**GIVEN INSTRUCTION 1**
In the text on multi-segment pseudowires, what operation does the S-PE perform when its ingress and egress PSN domains are both MPLS?
**GIVEN INSTRUCTION 2**
Carry on writing the text on multi-segment pseudowire maintenance from its final sentence.

**PROVIDED TEXT**

619	                 Figure 7 Multi-Segment PW Protocol Stack

621	   The MS-PW provides the CE with an emulated physical or virtual
622	   connection to its peer at the far end. Native service PDUs from the
623	   CE are passed through an Encapsulation Layer and a PW demultiplexer
624	   is added at the sending T-PE. The PDU is sent over PSN domain via the
625	   PSN transport tunnel. The receiving S-PE swaps the existing PW
626	   demultiplexer for the demultiplexer of the next segment, and then
627	   sends the PDU over transport tunnel in PSN2. Where the ingress and
628	   egress PSN domains of the S-PE are of the same type e.g. they are
629	   both MPLS PSNs, a simple label swap operation is performed, as
630	   described in RFC 3031 [3] Section 3.13. However, where the ingress
631	   and egress PSNs are of different types, e.g. MPLS and L2TPv3, the
632	   ingress PW demultiplexer is removed (or popped), a mapping to the
633	   egress PW demultiplexer is performed, and then inserted (or pushed).

635	   Policies may also be applied to the PW at this point. Examples of
636	   such policies include: admission control, rate control, QoS mappings,
637	   and security. The receiving T-PE removes the PW demultiplexer and
638	   restores the payload to its native format for transmission to the
639	   destination CE.

641	   Where the encapsulation format is different e.g. MPLS and L2TPv3, the
642	   payload encapsulation may be translated at the S-PE.

644	7. Maintenance Reference Model

646	   Figure 8 shows the maintenance reference model for multi-segment
647	   pseudowires.

649	         |<------------- CE (end-to-end) Signaling ------------>|
650	         |                                                      |
651	         |       |<-------- MS-PW/T-PE Maintenance ----->|      |
652	         |       |  |<---PW Seg't-->| |<--PW Seg't--->|  |      |
653	         |       |  |   Maintenance | | Maintenance   |  |      |
654	         |       |  |               | |               |  |      |
655	         |       |  |     PSN       | |     PSN       |  |      |
656	         |       |  | |<-Tunnel1->| | | |<-Tunnel2->| |  |      |
657	         |       V  V V Signaling V V V V Signaling V V  V      |
658	         V       +----+           +-----+           +----+      V
659	    +----+       |TPE1|===========|SPE1 |===========|TPE2|      +----+
660	    |    |-------|......PW.Seg't1....X....PW Seg't3......|------|    |
661	    | CE1|       |    |           |     |           |    |      |CE2 |
662	    |    |-------|......PW.Seg't2....X....PW Seg't4......|------|    |
663	    +----+       |    |===========|     |===========|    |      +----+
664	      ^          +----+           +-----+           +----+         ^
665	      |        Terminating           ^            Terminating      |
666	      |      Provider Edge 1         |          Provider Edge 2    |
667	      |                              |                             |
668	      |                      PW switching point                    |
669	      |                                                            |
670	      |<--------------------- Emulated Service ------------------->|

672	                Figure 8 MS-PW Maintenance Reference Model

674	   RFC 3985 specifies the use of CE (end-to-end) and PSN tunnel
675	   signaling, and PW/PE maintenance. CE and PSN tunnel signaling is as
676	   specified in RFC 3985. However, in the case of MS-PWs, signaling
677	   between the PEs now has both an edge-to-edge and a hop-by-hop
678	   context. That is, signaling and maintenance between T-PEs and S-PEs
679	   and between adjacent S-PEs is used to set up, maintain, and tear down
680	   the MS-PW segments, which include the coordination of parameters
681	   related to each switching point, as well as the MS-PW end points.

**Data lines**
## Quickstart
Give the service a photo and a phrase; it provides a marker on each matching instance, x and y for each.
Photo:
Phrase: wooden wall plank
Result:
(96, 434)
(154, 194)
---
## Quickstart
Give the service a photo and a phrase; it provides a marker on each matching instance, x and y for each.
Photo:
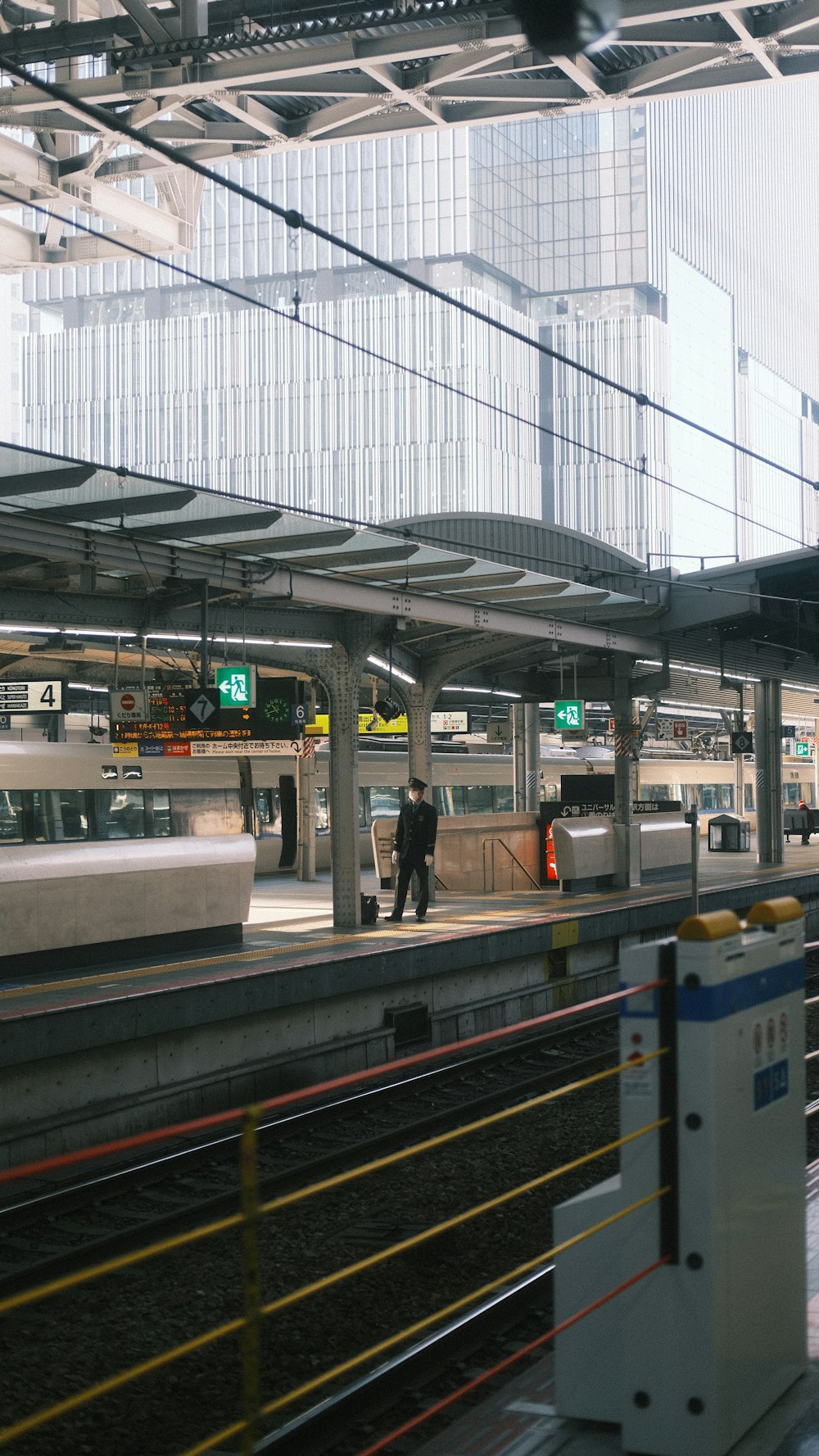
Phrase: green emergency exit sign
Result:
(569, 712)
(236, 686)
---
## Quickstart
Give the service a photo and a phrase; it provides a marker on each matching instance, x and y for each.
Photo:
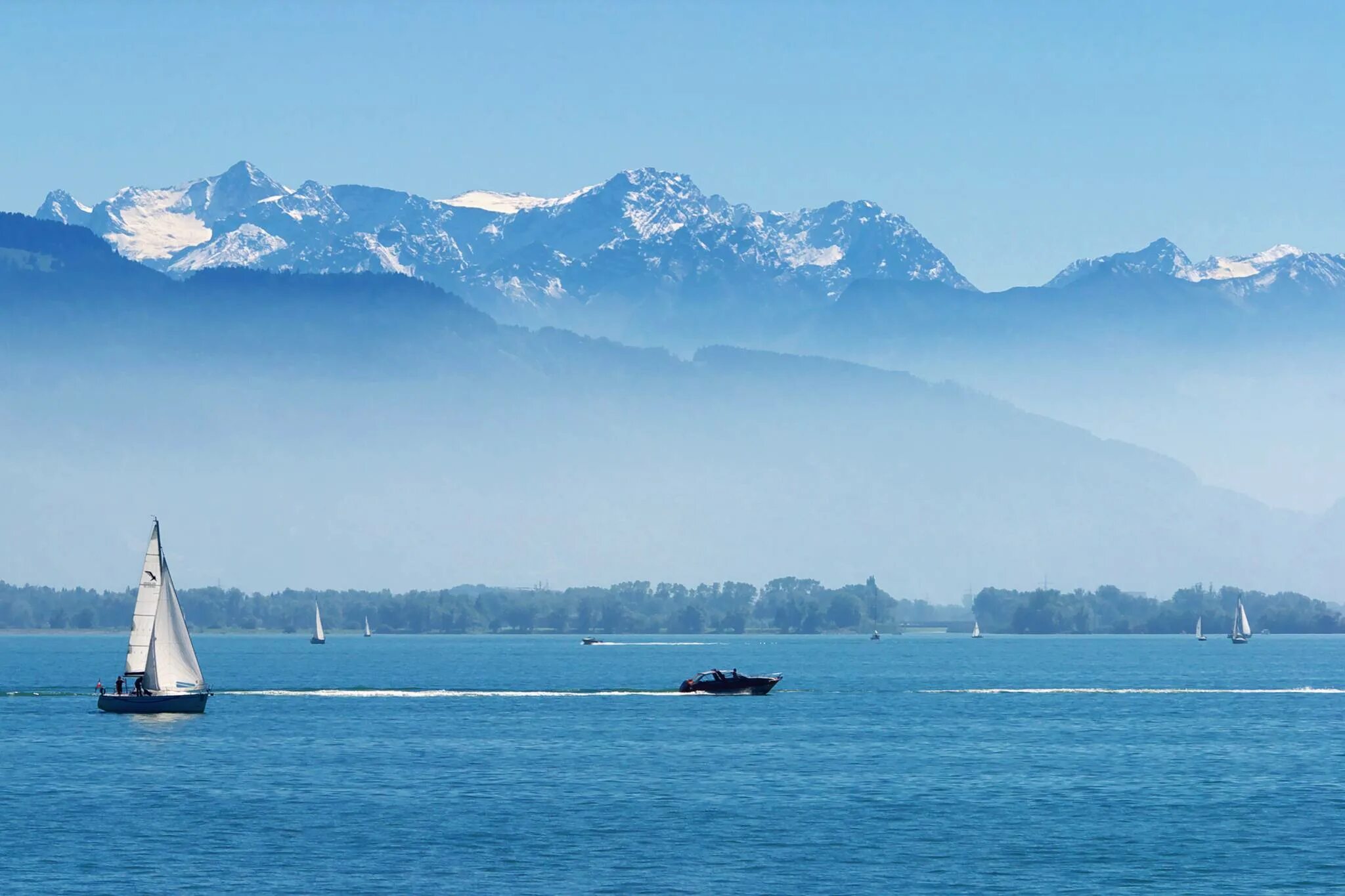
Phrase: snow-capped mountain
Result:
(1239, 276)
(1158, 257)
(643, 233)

**EXPECTED OUTPUT 1**
It performs a simple label swap operation, as described in RFC 3031 Section 3.13.

**EXPECTED OUTPUT 2**
683	8. PW Demultiplexer Layer and PSN Requirements

685	8.1. Multiplexing

687	   The purpose of the PW demultiplexer layer at the S-PE is to
688	   demultiplex PWs from ingress PSN tunnels and to multiplex them into
689	   egress PSN tunnels. Although each PW may contain multiple native
690	   service circuits, e.g. multiple ATM VCs, the S-PEs do not have
691	   visibility of, and hence do not change, this level of multiplexing
692	   because they contain no Native Service Processor (NSP).

694	8.2. Fragmentation

696	   If fragmentation is to be used in an MS-PW, T-PEs and S-PEs must
697	   satisfy themselves that fragmented PW payloads can be correctly
698	   reassembled for delivery to the destination attachment circuit.

700	   An S-PE is not required to make any attempt to reassemble a
701	   fragmented PW payload. However, it may choose to do so if, for
702	   example, it knows that a downstream PW segment does not support
703	   reassembly.

705	   An S-PE may fragment a PW payload using [4].

707	9. Control Plane

709	9.1. Setup and Placement of MS-PWs

711	   For multi-segment pseudowires, the intermediate PW switching points
712	   may be statically provisioned, or they may be chosen dynamically.

714	   For the static case, there are two options for exchanging the PW
715	   labels:

717	   o By configuration at the T-PEs or S-PEs

719	   o By signaling across each segment using a dynamic maintenance
720	      protocol.

722	   A multi-segment pseudowire may thus consist of segments where the
723	   labels are statically configured and segments where the labels are
724	   signaled.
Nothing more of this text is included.